PROBLEM TO SOLVE. Render the lines below as a Markdown table with two columns, Row and Line. Number each row, and leave out any blank lines.
## Start
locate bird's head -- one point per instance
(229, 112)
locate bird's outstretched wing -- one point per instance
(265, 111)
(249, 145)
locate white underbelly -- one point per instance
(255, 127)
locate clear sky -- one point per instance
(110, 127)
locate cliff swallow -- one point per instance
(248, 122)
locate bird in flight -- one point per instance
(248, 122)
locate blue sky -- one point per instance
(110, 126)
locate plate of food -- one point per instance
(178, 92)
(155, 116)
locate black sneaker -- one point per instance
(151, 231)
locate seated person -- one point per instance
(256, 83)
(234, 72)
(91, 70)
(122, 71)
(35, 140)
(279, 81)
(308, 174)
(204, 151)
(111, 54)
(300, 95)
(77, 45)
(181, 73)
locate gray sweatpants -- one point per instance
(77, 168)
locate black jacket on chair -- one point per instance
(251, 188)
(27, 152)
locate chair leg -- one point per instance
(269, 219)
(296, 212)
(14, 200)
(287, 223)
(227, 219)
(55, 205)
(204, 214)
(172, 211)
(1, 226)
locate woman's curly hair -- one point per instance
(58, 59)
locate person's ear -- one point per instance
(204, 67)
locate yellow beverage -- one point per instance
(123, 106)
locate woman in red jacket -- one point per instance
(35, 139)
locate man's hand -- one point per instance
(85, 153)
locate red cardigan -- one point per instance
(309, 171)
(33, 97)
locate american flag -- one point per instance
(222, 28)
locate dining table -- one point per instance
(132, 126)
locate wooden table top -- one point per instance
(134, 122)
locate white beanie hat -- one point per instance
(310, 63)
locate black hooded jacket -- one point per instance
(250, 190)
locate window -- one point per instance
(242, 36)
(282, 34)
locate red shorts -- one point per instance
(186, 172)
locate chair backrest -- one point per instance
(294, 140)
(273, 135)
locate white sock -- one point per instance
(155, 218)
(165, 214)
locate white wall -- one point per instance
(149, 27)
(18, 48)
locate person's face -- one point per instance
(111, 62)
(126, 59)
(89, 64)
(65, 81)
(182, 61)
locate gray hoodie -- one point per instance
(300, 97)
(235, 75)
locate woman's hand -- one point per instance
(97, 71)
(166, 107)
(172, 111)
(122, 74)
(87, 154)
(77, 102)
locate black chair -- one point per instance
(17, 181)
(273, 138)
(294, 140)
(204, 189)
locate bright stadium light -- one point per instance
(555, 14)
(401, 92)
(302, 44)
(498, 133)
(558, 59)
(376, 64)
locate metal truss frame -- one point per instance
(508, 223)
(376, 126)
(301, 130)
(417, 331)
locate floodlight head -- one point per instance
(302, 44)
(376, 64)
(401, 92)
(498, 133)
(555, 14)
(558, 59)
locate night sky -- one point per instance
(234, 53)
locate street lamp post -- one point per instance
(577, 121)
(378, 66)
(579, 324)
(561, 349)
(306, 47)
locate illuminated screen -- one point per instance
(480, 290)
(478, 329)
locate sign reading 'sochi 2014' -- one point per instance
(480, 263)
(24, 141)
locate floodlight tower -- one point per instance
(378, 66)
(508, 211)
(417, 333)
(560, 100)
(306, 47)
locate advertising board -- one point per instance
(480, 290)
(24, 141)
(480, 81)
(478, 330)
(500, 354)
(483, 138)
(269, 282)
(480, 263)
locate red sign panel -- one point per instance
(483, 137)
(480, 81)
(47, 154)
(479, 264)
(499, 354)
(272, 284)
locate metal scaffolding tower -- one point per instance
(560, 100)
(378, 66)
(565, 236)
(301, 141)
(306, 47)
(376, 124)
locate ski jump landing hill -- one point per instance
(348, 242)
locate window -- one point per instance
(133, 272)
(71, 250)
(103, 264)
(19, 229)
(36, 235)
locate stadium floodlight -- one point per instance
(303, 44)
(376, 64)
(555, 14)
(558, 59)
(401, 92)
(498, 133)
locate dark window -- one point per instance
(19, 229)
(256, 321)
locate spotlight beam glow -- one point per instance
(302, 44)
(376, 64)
## End
COMPLETE ANSWER.
| Row | Line |
|---|---|
| 1 | locate bird's head -- one point per instance |
| 2 | (229, 112) |
| 3 | locate bird's outstretched wing -- one point per instance |
| 4 | (265, 111) |
| 5 | (249, 145) |
| 6 | locate white underbelly -- one point per instance |
| 7 | (255, 127) |
| 8 | locate clear sky -- one point per instance |
| 9 | (110, 127) |
| 10 | locate cliff swallow -- one point per instance |
| 11 | (248, 122) |
| 12 | locate bird in flight -- one point per instance |
| 13 | (248, 122) |
| 14 | locate blue sky -- one point per instance |
| 15 | (110, 126) |
| 16 | locate plate of food -- one point per instance |
| 17 | (178, 92) |
| 18 | (155, 116) |
| 19 | locate black sneaker -- one point per instance |
| 20 | (151, 231) |
| 21 | locate seated person -- one point per instance |
| 22 | (256, 83) |
| 23 | (234, 72) |
| 24 | (91, 70) |
| 25 | (122, 71) |
| 26 | (35, 140) |
| 27 | (279, 81) |
| 28 | (308, 174) |
| 29 | (204, 151) |
| 30 | (111, 54) |
| 31 | (300, 95) |
| 32 | (77, 45) |
| 33 | (181, 73) |
| 34 | locate gray sweatpants -- one point per instance |
| 35 | (77, 168) |
| 36 | locate black jacket on chair -- one point per instance |
| 37 | (251, 188) |
| 38 | (27, 152) |
| 39 | locate chair leg -- one point per instance |
| 40 | (269, 219) |
| 41 | (296, 212) |
| 42 | (14, 200) |
| 43 | (287, 223) |
| 44 | (227, 219) |
| 45 | (55, 205) |
| 46 | (204, 214) |
| 47 | (172, 211) |
| 48 | (1, 226) |
| 49 | locate woman's curly hair -- one point per instance |
| 50 | (58, 59) |
| 51 | locate person's ear -- one point per instance |
| 52 | (204, 67) |
| 53 | locate yellow beverage -- one point per instance |
| 54 | (123, 106) |
| 55 | locate woman in red jacket -- one point per instance |
| 56 | (35, 139) |
| 57 | locate man's hand -- one point per instance |
| 58 | (85, 153) |
| 59 | locate red cardigan -- one point per instance |
| 60 | (309, 171) |
| 61 | (33, 97) |
| 62 | locate american flag -- one point per instance |
| 63 | (222, 28) |
| 64 | locate dining table -- one point per instance |
| 65 | (132, 126) |
| 66 | locate wooden table top -- one point per instance |
| 67 | (134, 122) |
| 68 | locate white beanie hat -- one point per instance |
| 69 | (310, 63) |
| 70 | locate black hooded jacket -- one point per instance |
| 71 | (250, 190) |
| 72 | locate window -- one point per instance |
| 73 | (242, 36) |
| 74 | (282, 34) |
| 75 | locate red shorts -- one point per instance |
| 76 | (186, 172) |
| 77 | locate chair backrest -- one point per instance |
| 78 | (294, 140) |
| 79 | (273, 135) |
| 80 | locate white sock -- one point per instance |
| 81 | (155, 218) |
| 82 | (165, 214) |
| 83 | locate white wall -- one point per instance |
| 84 | (149, 27) |
| 85 | (18, 48) |
| 86 | locate person's face -- one point per instance |
| 87 | (111, 62) |
| 88 | (126, 59) |
| 89 | (89, 64) |
| 90 | (65, 81) |
| 91 | (182, 61) |
| 92 | locate gray hoodie -- one point per instance |
| 93 | (300, 97) |
| 94 | (235, 75) |
| 95 | locate woman's hand -- one point per instance |
| 96 | (97, 71) |
| 97 | (166, 107) |
| 98 | (172, 111) |
| 99 | (122, 74) |
| 100 | (87, 154) |
| 101 | (77, 102) |
| 102 | locate black chair -- one point per instance |
| 103 | (17, 181) |
| 104 | (273, 138) |
| 105 | (294, 140) |
| 106 | (204, 189) |
| 107 | locate bright stadium light -- one point per instance |
| 108 | (555, 14) |
| 109 | (401, 92) |
| 110 | (302, 44) |
| 111 | (498, 133) |
| 112 | (558, 59) |
| 113 | (376, 64) |
| 114 | locate metal truss frame -- one point per instance |
| 115 | (508, 223) |
| 116 | (376, 126) |
| 117 | (301, 130) |
| 118 | (417, 331) |
| 119 | locate floodlight head -- one point per instance |
| 120 | (302, 44) |
| 121 | (376, 64) |
| 122 | (401, 92) |
| 123 | (498, 133) |
| 124 | (555, 14) |
| 125 | (558, 59) |
| 126 | locate night sky -- one point per instance |
| 127 | (234, 53) |
| 128 | locate street lamp post -- one point per instance |
| 129 | (577, 121) |
| 130 | (378, 66) |
| 131 | (579, 324) |
| 132 | (561, 349) |
| 133 | (306, 47) |
| 134 | locate illuminated screen -- one point per instance |
| 135 | (480, 290) |
| 136 | (478, 329) |
| 137 | locate sign reading 'sochi 2014' -- one point per instance |
| 138 | (480, 263) |
| 139 | (24, 141) |
| 140 | locate floodlight tower -- one point per instance |
| 141 | (378, 66) |
| 142 | (508, 211) |
| 143 | (417, 333) |
| 144 | (560, 100) |
| 145 | (306, 47) |
| 146 | locate advertising board -- one point per instance |
| 147 | (480, 290) |
| 148 | (24, 141) |
| 149 | (480, 81) |
| 150 | (478, 330) |
| 151 | (500, 354) |
| 152 | (483, 138) |
| 153 | (269, 282) |
| 154 | (480, 263) |
| 155 | locate red sign panel -- one point per instance |
| 156 | (483, 137) |
| 157 | (480, 81) |
| 158 | (47, 154) |
| 159 | (479, 264) |
| 160 | (499, 354) |
| 161 | (272, 284) |
| 162 | locate metal scaffolding tower -- one point per instance |
| 163 | (560, 100) |
| 164 | (378, 66) |
| 165 | (565, 236) |
| 166 | (301, 141) |
| 167 | (306, 47) |
| 168 | (376, 124) |
| 169 | locate ski jump landing hill -- one point per instance |
| 170 | (348, 242) |
| 171 | locate window -- one point per instance |
| 172 | (133, 272) |
| 173 | (71, 250) |
| 174 | (103, 264) |
| 175 | (19, 229) |
| 176 | (36, 235) |
| 177 | locate stadium floodlight -- one point per instance |
| 178 | (303, 44) |
| 179 | (376, 64) |
| 180 | (555, 14) |
| 181 | (558, 59) |
| 182 | (401, 92) |
| 183 | (498, 133) |
| 184 | locate dark window -- one point per instance |
| 185 | (19, 229) |
| 186 | (256, 321) |
| 187 | locate spotlight beam glow -- one point per instance |
| 188 | (302, 44) |
| 189 | (376, 64) |